- [Problem to solve]:
Find the line that contains "Point out the nose". Then set down that line and all the lines after it, to the end of the records, exactly and with nothing added.

### Supplied material

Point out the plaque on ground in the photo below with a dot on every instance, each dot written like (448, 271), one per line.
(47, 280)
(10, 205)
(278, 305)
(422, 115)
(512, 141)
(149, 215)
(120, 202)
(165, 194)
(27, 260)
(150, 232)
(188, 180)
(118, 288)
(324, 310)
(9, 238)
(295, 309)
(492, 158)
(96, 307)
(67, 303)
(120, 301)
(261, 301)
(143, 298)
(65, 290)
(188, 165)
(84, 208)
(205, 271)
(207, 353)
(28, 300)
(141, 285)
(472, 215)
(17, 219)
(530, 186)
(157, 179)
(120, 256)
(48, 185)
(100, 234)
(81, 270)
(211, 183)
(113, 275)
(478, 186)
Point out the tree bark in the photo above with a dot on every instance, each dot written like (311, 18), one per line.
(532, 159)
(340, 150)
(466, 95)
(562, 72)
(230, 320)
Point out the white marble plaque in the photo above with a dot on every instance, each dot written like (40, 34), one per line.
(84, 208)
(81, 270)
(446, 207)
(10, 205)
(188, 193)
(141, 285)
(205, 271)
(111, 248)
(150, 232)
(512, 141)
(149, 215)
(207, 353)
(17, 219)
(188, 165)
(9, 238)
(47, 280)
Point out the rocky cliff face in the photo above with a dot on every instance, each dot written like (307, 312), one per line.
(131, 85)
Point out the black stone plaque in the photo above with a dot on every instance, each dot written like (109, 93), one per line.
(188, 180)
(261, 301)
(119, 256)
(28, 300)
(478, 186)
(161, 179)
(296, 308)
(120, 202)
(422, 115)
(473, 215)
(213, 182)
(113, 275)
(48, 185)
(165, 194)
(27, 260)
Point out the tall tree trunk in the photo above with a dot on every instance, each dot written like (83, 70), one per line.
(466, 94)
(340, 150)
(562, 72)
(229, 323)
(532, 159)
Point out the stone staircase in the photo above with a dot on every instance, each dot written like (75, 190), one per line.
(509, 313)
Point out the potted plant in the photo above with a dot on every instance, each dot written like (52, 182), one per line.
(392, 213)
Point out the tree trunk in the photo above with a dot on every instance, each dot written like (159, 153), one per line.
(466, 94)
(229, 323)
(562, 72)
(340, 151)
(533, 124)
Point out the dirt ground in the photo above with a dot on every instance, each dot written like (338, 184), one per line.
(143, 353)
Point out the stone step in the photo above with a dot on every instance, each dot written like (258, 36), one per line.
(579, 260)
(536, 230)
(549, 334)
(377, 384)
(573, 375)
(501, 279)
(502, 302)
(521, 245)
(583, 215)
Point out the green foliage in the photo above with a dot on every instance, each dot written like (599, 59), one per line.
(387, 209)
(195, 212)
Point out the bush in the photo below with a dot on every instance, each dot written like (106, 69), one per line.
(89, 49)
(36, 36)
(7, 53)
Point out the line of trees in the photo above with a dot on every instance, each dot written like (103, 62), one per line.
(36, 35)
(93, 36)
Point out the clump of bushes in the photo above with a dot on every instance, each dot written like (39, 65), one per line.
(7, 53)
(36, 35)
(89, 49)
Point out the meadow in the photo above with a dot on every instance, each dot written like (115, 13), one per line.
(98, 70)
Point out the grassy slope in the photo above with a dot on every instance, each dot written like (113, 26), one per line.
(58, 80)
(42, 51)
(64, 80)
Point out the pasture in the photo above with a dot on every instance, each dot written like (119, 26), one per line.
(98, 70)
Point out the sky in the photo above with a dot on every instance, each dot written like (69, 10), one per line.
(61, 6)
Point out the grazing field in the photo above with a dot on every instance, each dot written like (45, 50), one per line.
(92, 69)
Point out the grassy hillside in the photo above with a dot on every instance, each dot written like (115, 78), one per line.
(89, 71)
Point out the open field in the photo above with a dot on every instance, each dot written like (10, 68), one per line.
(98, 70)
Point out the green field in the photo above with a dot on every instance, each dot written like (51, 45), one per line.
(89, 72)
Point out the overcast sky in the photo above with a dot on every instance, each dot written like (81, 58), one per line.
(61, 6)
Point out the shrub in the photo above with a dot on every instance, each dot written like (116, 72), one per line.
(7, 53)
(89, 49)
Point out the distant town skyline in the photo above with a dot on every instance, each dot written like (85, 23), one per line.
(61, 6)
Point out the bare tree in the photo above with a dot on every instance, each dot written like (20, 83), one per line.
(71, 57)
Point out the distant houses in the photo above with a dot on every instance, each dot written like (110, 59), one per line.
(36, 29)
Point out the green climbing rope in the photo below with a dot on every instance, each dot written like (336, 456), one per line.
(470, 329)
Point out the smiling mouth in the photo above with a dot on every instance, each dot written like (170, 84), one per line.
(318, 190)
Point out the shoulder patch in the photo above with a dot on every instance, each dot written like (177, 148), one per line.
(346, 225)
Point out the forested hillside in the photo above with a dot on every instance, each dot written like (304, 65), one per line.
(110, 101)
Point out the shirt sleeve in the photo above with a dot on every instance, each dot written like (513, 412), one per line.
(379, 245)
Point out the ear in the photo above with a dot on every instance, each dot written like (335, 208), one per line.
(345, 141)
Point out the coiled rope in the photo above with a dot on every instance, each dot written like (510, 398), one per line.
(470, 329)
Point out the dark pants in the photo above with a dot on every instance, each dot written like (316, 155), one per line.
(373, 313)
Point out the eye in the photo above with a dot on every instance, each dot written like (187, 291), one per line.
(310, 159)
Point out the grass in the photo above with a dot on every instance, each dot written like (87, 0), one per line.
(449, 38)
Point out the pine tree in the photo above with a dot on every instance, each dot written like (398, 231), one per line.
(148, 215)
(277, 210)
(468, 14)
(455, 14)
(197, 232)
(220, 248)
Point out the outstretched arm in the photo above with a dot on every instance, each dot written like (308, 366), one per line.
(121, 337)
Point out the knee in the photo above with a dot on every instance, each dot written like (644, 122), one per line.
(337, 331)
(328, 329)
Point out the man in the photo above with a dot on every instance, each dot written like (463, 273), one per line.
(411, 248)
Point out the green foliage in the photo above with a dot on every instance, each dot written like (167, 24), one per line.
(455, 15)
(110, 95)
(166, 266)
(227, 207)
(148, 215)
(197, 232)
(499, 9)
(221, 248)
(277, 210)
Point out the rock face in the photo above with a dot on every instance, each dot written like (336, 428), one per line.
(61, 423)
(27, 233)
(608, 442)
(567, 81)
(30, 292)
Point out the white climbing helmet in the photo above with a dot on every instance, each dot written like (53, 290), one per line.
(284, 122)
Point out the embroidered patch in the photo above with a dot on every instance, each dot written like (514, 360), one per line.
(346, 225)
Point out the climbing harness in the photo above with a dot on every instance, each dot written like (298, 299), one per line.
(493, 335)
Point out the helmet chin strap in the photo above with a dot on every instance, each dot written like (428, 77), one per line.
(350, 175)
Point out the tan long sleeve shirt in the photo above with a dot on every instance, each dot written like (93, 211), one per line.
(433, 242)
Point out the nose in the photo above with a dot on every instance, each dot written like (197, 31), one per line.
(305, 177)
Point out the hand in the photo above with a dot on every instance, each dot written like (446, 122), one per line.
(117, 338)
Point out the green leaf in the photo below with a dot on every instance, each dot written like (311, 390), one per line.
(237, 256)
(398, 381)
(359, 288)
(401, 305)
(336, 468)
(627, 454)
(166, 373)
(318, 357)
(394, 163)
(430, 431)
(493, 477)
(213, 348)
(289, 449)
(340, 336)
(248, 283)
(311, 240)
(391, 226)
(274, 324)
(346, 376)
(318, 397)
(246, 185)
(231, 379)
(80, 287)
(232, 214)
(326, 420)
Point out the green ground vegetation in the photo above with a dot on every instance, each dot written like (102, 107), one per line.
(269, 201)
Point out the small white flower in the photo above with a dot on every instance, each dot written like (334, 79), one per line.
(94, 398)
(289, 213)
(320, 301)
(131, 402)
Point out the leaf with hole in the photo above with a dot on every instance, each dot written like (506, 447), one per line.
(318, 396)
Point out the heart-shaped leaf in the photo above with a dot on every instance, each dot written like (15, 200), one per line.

######

- [Final result]:
Point out the nose in the photo above with a dot on every instance, each dot written like (197, 31), one per line.
(305, 177)
Point out the hand in the photo above with a dot on every instance, each dot written like (446, 122), one per line.
(117, 338)
Point out the green leaf in the photo below with a dot on every instance, each dot written like (311, 390), one per line.
(237, 256)
(398, 381)
(359, 288)
(401, 305)
(336, 468)
(627, 454)
(166, 373)
(318, 357)
(394, 163)
(430, 431)
(493, 477)
(213, 348)
(289, 449)
(340, 336)
(248, 283)
(311, 240)
(391, 226)
(274, 324)
(346, 376)
(318, 397)
(246, 185)
(231, 379)
(80, 287)
(232, 214)
(326, 420)
Point out the green ground vegetation in the photo above with a dot on every instance, each dot written like (102, 107), one per line.
(269, 201)
Point out the small white flower in the photo above with a dot on every instance, each dot written like (334, 79), one per line.
(94, 398)
(289, 213)
(320, 301)
(131, 402)
Point out the leaf with hole in the photo above with a dot on every instance, each dot written like (506, 447), one per line.
(318, 396)
Point out the heart-shaped leaf in the photo above with a dot on every instance, each dot written like (15, 200), one per line.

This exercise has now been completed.